▸ RECORDED DATA
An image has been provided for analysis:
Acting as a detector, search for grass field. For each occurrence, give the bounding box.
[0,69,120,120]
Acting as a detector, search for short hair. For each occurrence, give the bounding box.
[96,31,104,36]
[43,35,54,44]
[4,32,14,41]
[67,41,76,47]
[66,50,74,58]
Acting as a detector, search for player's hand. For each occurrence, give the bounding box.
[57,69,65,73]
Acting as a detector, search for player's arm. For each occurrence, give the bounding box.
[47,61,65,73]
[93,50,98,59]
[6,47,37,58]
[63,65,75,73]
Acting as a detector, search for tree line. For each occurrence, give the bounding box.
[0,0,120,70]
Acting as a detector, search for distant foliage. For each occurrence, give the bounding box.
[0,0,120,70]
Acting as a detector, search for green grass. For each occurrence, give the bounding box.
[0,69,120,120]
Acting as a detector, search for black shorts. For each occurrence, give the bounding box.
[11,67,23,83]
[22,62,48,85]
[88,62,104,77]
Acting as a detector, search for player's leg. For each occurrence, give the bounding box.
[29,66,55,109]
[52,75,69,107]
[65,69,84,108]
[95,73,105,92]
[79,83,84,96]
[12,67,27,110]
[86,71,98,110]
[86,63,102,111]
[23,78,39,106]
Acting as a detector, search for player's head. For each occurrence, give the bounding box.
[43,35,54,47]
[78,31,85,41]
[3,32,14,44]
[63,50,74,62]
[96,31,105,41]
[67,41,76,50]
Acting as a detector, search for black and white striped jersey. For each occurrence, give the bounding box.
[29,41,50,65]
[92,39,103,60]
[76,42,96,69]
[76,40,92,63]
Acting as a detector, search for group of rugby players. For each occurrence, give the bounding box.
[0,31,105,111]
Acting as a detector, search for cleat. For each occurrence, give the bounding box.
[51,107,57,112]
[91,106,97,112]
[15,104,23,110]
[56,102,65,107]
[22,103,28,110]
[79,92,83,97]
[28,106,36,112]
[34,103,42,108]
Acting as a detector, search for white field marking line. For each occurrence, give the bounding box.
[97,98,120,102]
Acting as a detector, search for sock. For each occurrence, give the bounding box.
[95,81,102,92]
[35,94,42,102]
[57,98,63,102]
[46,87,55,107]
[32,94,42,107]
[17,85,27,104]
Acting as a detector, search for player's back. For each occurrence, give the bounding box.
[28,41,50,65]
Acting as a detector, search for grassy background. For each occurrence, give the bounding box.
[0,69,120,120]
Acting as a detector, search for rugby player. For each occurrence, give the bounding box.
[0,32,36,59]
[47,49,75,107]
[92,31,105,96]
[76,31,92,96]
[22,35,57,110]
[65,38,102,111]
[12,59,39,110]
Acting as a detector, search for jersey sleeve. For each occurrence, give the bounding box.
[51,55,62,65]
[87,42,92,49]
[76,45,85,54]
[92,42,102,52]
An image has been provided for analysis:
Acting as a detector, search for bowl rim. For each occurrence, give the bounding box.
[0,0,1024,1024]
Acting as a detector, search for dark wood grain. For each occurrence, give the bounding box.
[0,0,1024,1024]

▸ PROBLEM STATEMENT
Give the stretch from the line containing "Acting as a detector, search for sock." through the end of the lines again, renaming "bounding box" to "enclosing box" and changing nothing else.

▸ TASK ANSWER
Acting as a detector, search for sock. For each occurrence, give the enclosing box.
[95,81,102,92]
[35,94,42,102]
[57,98,63,102]
[46,87,55,107]
[32,94,42,107]
[17,85,27,104]
Acting as a detector, search for player's back. For each occurrence, give the enclosing box.
[28,41,50,65]
Acting as a detector, search for grassy background. For each occurrence, give the enclosing box.
[0,69,120,120]
Acting as a detector, search for rugby player. For each occurrence, give the enclosing box.
[0,32,36,59]
[47,49,75,107]
[92,31,105,96]
[76,31,92,96]
[22,35,57,110]
[65,38,102,111]
[12,59,39,110]
Acting as a detector, search for jersey sleeve. For each occurrence, give the enclosing box.
[51,55,62,65]
[87,42,92,49]
[76,45,85,54]
[92,42,102,52]
An image has been provided for analysis:
Acting as a detector, search for bowl rim. For each occurrence, give the enclosing box.
[0,0,1024,1024]
Acting as a detector, search for dark wood grain. For each occurrence, give the enclosing box.
[0,0,1024,1024]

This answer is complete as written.